# [Document extract]
┌──

NICK: It’s a musical education. Before Eurovision, I wouldn’t have been so confident identifying a key change.

SLOVENIA: “No One”, Maja Keuc
Another power ballad? Oh no!
How can she even move in that dress?
Of course, she’s not moving much.
I read somewhere today that women over 35 shouldn’t wear knee-high boots. Screw that. But thigh-high boots are another issue.
This song is so boring I think it gave me cancer.

ROMANIA: “Change”, Hotel FM
NICK: You’re as cooold as ice!
NICK: Back-up singers are crying out for a costume change.
I think I once heard this in a hotel elevator. In 1986.
Then we decided we didn’t hate it.
NICK: I like the Han Solo vest.
ME: It’s tartan!
NICK: Really?
ME: On the back!
NICK: Well, Han Solo never had that.
I am bopping to this. But I am tipsy.
Aw, it’s just so cute. I can’t hate this.
Am I out of booze already?

ME: I know I come across as a drunken slapper in these.
NICK: No, you don’t.
ME: I try my best.

I will really cranky when SBS went commercial. Now I’m just deeply grateful for the toilet breaks.

I always figured that Jedward was what Bella Swan would name her child if she’d had a son.

Wow, lips on her chest. Subtle. Subtle.

ESTONIA: “Rockefeller Street, Getter Jaani
I may have mis-spelt the singer’s name there.

└──

# [Given records]
┌──

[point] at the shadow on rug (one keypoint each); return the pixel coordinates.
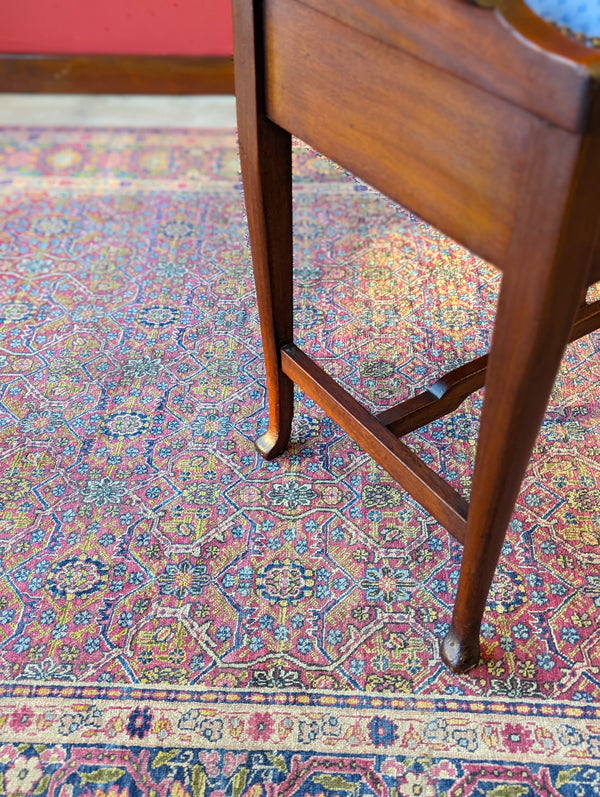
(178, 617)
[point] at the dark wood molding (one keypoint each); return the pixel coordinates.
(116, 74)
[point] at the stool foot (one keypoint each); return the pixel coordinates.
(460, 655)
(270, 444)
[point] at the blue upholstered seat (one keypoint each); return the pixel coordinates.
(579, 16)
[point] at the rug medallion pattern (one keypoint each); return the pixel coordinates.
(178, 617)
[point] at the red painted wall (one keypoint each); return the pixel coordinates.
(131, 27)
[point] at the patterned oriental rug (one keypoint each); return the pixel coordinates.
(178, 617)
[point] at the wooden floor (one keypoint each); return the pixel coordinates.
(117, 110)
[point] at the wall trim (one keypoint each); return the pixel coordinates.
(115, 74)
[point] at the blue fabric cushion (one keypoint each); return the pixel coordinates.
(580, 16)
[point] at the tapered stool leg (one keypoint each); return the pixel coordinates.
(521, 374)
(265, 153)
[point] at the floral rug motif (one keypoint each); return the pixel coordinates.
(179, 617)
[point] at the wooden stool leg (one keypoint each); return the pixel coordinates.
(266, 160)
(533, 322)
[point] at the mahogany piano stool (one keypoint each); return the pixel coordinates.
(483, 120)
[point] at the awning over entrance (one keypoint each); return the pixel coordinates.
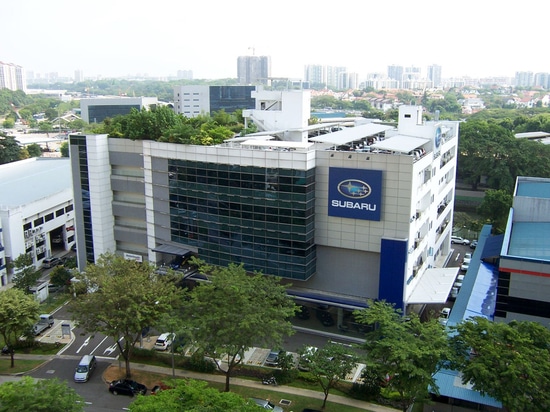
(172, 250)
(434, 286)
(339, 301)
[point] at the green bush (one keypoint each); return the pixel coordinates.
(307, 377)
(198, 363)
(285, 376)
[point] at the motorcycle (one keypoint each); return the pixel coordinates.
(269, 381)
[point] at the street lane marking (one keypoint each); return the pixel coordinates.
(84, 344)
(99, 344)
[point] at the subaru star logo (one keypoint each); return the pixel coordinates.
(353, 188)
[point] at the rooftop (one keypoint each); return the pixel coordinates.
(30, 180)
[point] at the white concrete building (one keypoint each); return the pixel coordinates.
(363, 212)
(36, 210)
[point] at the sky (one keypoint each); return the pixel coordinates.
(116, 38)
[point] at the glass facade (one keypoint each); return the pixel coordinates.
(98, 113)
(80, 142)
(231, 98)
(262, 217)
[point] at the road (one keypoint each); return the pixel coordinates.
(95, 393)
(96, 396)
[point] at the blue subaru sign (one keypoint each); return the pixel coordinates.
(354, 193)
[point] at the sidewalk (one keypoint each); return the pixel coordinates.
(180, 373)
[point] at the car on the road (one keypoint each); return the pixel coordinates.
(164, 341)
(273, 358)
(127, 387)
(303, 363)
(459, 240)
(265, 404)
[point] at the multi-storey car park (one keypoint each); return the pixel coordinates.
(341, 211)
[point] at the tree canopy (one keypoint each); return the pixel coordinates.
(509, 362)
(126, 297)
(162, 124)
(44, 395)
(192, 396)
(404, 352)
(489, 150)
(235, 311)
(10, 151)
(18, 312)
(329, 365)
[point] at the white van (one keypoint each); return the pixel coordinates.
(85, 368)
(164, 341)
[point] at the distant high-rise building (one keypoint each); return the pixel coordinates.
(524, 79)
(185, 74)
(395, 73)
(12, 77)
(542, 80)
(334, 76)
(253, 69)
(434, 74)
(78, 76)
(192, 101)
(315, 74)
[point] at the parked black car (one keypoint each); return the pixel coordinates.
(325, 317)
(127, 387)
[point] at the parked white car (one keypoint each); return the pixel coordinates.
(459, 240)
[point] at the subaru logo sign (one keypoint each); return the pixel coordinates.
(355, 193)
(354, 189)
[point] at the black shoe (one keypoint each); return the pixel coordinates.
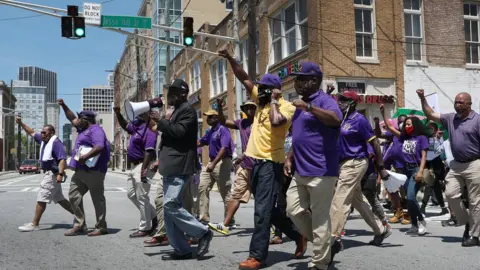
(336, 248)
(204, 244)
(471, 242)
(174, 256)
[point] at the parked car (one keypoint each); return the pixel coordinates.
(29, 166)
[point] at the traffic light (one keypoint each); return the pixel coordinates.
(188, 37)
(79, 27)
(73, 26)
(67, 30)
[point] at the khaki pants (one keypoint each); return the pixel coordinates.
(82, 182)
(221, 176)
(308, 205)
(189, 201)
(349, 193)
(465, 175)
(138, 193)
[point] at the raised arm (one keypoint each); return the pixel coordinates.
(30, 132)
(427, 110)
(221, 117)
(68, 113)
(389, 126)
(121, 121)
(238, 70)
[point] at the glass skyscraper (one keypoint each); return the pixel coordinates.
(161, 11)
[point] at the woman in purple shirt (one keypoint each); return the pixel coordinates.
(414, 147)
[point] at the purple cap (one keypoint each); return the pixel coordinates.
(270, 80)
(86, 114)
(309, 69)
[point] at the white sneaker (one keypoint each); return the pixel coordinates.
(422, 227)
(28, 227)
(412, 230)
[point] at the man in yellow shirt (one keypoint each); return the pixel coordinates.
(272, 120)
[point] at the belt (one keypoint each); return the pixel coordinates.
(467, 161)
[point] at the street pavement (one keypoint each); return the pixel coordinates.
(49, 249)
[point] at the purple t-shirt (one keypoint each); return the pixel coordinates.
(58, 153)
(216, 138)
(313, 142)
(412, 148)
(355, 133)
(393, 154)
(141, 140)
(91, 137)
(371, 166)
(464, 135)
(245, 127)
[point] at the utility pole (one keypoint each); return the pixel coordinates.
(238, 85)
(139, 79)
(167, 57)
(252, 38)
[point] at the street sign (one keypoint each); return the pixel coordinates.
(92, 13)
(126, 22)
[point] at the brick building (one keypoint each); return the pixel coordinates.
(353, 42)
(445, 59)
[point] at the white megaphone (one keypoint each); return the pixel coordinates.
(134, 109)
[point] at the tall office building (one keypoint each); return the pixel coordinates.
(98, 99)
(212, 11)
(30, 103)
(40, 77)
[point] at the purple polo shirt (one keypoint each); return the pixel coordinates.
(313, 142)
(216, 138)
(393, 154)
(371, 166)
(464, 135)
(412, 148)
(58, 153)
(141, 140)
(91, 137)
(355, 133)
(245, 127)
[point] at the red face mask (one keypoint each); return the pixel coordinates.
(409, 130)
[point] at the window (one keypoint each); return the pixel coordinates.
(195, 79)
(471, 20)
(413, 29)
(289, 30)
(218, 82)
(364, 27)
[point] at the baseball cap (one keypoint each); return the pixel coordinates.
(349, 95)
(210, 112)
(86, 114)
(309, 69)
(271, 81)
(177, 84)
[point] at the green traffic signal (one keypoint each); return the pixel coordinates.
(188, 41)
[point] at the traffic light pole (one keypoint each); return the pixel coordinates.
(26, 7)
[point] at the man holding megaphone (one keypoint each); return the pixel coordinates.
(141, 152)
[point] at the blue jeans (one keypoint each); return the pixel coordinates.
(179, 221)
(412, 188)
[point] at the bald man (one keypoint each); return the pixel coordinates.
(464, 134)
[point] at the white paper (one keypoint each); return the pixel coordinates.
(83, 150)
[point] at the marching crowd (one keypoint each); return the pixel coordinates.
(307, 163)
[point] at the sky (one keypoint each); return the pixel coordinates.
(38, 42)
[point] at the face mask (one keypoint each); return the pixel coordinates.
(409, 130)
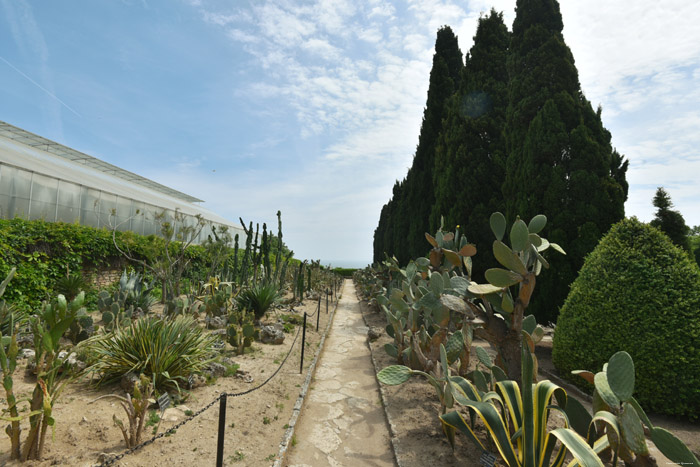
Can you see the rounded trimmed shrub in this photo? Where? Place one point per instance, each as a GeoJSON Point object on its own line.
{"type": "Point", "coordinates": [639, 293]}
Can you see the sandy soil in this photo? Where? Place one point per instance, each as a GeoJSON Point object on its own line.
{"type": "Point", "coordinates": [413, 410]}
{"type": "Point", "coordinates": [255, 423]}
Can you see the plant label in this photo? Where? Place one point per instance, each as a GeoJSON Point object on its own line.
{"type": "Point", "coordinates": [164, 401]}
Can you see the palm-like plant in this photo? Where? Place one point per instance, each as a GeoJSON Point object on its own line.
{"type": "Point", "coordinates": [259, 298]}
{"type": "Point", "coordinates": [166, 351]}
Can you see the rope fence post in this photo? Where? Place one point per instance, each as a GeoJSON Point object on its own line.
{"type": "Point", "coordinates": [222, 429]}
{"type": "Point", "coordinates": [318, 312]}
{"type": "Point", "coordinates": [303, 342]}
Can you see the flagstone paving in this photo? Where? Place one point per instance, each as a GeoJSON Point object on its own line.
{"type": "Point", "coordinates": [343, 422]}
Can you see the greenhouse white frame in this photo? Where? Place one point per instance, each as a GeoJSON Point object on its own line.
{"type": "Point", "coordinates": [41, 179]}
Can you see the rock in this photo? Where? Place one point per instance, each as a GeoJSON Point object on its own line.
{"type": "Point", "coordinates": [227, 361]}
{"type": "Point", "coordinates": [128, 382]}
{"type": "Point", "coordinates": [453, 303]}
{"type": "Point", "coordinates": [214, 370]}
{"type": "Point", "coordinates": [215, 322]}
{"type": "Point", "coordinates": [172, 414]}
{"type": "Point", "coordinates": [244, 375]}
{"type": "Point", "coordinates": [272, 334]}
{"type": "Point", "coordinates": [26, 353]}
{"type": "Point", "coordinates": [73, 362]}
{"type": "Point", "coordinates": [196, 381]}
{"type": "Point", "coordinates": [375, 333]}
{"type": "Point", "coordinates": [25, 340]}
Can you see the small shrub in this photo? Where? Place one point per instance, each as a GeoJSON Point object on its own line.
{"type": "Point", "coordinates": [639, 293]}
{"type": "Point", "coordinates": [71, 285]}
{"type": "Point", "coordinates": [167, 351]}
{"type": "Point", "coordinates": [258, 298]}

└──

# [Task statement]
Carry on the Eurovision viewing notes from the point where they end. The items can be set aside.

# [Expected answer]
Again with the same hair! The centre part and the slicked-down hair! What is with this?
Did she just sing 1-2-7-3? She did!
I’m assuming that’s an address? Or a bus number?
Why am I over-interpreting this?
NICK: I once played a game of Sim City that was a bit like this. But I think I was on cold medication.
I can’t type without snorting on my keyboard.
Still, good to see she’s keeping Europe’s hair-extension makers in business.

BELARUS: “I Love Belarus”, Anastasia Vinnikova
Well, it starts well.
NICK: They start like they mean to go on. In fire.
Once again, truly exceptional legs.
I like the way the bak-up singers’ mic stands act as modesty panels.
NICK: Belarus. Only slightly hellish.
This does nothing for me, but, then, I’ve never been to Belarus.
ME: I don’t even know where Belarus is.
NICK: All I can think of is Donald Belasarius, creator of Magnum PI.

LATVIA: “Angel in Disguise”, Musiqq
He does look like Elvis Costello!
NICK: He’s playing guitar like Oliver’s Army is chasing him.
The music to this is quite interesting, but the lyrics are killing me slowly.
Now he’s rapping? Rapping Elvis Costello? That is not right.
I actually have no opinion on this. Someone could ask, “Should we kill the Latvian entry to Eurovision?” and I’d be all, “Who?”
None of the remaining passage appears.